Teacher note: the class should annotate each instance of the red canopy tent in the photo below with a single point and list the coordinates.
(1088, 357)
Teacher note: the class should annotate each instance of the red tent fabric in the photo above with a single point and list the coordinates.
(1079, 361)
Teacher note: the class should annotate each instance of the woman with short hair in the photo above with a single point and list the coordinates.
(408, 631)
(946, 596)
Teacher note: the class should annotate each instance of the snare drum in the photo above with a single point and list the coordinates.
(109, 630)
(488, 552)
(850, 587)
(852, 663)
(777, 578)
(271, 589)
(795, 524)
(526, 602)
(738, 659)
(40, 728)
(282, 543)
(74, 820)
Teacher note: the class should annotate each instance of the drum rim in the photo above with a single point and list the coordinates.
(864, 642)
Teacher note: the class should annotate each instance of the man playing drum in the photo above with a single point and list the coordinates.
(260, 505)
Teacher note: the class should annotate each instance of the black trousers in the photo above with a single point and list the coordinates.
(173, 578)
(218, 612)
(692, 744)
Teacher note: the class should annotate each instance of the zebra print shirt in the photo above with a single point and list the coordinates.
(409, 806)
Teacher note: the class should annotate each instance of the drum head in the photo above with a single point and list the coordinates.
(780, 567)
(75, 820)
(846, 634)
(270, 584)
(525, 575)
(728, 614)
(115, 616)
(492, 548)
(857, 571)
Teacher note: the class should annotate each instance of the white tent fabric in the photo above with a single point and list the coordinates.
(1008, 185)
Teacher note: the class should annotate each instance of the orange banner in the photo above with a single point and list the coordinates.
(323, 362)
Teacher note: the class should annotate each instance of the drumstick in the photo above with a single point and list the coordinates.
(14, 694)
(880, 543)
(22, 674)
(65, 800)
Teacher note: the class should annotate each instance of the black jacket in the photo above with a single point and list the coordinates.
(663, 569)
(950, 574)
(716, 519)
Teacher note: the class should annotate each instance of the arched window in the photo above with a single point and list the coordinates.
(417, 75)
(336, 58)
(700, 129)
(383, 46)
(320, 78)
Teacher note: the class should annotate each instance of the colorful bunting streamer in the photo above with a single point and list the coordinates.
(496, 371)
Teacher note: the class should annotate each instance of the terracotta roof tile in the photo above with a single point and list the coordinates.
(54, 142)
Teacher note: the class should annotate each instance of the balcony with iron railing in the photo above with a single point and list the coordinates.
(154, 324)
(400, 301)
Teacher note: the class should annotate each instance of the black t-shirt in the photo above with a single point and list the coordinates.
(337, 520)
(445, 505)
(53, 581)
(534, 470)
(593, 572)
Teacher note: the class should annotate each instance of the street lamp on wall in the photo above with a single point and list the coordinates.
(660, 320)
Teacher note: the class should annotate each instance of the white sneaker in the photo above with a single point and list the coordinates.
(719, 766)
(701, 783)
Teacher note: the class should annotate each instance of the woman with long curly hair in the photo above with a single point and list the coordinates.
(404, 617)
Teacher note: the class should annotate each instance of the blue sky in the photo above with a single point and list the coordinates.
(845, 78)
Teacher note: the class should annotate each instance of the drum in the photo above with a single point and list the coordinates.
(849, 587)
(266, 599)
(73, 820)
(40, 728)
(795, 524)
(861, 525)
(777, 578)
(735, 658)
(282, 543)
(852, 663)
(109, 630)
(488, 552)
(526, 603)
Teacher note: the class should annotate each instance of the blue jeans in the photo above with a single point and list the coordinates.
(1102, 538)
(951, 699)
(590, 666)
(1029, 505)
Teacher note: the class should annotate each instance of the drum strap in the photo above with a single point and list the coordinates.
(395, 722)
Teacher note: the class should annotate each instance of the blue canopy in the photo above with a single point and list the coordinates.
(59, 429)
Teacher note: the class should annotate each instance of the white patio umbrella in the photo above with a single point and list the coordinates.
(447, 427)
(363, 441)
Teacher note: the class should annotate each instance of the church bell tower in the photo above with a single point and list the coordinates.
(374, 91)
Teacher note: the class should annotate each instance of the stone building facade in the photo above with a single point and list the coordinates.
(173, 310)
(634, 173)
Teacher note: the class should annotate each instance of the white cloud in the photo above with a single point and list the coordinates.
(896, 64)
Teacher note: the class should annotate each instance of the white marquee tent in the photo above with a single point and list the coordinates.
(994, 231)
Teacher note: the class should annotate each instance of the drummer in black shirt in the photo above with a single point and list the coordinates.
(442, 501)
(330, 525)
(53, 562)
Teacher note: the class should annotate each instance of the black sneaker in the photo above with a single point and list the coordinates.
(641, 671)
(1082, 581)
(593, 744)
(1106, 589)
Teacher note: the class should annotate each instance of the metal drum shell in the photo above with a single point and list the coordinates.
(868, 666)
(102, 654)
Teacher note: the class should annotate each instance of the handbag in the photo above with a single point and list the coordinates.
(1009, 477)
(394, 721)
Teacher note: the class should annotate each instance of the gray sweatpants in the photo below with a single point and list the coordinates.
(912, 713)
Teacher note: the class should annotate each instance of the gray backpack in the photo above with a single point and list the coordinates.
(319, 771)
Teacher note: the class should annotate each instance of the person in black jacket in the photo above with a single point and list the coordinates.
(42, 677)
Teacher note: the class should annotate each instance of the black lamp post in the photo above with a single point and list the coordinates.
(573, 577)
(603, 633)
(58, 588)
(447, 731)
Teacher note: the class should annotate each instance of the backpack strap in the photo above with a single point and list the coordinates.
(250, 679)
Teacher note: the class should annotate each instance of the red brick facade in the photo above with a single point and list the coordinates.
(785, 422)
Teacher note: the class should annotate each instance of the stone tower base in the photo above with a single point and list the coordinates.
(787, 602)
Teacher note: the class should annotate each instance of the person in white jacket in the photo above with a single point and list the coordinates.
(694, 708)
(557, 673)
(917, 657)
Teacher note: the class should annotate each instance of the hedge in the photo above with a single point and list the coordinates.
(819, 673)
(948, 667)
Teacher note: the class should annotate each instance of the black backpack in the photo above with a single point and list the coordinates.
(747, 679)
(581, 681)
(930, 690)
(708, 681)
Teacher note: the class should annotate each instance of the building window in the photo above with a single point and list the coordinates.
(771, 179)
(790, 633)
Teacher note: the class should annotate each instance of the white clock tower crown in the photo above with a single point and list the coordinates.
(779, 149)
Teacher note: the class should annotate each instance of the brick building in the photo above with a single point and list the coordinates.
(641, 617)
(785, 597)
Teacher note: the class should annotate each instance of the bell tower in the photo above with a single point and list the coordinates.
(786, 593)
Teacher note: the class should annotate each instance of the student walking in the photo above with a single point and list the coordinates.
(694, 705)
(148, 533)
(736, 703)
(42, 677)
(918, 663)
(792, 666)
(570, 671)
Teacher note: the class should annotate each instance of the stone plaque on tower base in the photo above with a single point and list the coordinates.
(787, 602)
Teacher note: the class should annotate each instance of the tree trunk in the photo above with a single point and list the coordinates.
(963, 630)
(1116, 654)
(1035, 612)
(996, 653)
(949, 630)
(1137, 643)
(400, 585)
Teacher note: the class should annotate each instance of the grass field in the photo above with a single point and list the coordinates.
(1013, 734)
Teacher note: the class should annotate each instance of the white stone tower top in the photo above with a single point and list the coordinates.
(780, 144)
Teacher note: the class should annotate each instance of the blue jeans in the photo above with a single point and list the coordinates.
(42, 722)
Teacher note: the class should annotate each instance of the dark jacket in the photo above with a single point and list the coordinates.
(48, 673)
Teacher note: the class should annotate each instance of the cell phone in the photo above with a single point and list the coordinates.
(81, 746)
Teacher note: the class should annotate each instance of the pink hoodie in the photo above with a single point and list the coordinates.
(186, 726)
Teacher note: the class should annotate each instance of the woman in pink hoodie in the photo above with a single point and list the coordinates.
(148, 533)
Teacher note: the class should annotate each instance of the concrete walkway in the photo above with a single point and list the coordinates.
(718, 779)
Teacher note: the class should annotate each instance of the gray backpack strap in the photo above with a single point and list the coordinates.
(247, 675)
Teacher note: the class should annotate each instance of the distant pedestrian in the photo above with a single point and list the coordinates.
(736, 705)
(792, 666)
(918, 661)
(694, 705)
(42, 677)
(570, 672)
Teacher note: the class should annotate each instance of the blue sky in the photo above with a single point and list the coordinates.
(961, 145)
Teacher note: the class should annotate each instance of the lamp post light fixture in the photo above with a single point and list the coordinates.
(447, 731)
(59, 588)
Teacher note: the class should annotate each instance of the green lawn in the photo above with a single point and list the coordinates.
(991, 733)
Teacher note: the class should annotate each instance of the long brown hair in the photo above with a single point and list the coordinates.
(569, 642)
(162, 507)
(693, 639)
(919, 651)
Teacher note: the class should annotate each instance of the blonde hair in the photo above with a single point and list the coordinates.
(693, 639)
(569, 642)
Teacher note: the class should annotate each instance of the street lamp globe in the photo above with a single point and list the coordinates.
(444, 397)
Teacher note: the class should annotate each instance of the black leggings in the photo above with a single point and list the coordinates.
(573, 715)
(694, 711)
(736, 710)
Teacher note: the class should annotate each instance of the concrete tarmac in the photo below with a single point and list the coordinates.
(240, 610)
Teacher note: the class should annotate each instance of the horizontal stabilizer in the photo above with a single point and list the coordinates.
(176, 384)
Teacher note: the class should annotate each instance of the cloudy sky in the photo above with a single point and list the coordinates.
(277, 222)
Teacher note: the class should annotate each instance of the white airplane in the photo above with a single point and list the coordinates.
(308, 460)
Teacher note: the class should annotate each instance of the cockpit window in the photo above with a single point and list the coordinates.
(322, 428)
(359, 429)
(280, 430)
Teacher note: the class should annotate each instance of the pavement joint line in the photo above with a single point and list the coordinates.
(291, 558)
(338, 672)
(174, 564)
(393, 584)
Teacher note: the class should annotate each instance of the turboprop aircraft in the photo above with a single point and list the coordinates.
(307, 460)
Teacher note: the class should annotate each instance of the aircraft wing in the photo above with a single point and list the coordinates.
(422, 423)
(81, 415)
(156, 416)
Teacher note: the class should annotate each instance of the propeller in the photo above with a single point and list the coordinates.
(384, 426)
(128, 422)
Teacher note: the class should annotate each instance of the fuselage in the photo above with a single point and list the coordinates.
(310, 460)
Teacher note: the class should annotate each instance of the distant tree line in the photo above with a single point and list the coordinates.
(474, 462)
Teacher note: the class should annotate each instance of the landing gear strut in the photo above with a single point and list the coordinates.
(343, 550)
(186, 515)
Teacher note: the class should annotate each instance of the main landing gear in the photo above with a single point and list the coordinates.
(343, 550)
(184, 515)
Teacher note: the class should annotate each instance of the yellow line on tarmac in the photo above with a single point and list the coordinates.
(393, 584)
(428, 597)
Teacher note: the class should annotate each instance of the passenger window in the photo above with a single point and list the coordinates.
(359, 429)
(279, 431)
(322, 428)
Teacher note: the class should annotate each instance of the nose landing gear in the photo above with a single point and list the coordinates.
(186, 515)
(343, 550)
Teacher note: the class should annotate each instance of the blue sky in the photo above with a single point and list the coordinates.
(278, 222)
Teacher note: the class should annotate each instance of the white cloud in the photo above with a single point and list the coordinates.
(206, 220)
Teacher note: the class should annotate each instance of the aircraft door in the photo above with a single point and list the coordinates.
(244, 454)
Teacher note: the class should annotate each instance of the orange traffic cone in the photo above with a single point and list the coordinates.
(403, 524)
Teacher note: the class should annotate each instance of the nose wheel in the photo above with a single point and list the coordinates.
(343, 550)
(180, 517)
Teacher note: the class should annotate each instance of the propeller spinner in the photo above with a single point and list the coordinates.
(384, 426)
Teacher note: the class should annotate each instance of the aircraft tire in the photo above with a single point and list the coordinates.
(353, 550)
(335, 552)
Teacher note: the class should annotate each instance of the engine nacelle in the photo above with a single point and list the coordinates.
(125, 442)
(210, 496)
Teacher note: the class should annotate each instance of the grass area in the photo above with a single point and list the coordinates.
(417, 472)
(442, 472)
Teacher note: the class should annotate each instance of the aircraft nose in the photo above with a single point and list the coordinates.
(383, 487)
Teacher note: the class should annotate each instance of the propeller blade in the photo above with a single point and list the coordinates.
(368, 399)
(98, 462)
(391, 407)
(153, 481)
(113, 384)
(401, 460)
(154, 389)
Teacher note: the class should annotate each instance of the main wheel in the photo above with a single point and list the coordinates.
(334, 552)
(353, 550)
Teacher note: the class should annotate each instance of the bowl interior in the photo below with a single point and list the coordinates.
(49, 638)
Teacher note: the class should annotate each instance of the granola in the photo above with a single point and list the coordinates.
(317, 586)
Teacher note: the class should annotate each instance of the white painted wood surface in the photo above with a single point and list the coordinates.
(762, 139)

Task directions = Please update the lines from the one containing "of the granola" through the end of the records, replacing "with a single point" with "with one point" and leaving everything else unchanged.

Task output =
Teacher note: the class should annotate each instance of the granola in the photo above with one point and list the coordinates.
(317, 586)
Teacher note: the class should annotate each instance of the white painted wood surface in the photo above with one point and list the coordinates.
(762, 139)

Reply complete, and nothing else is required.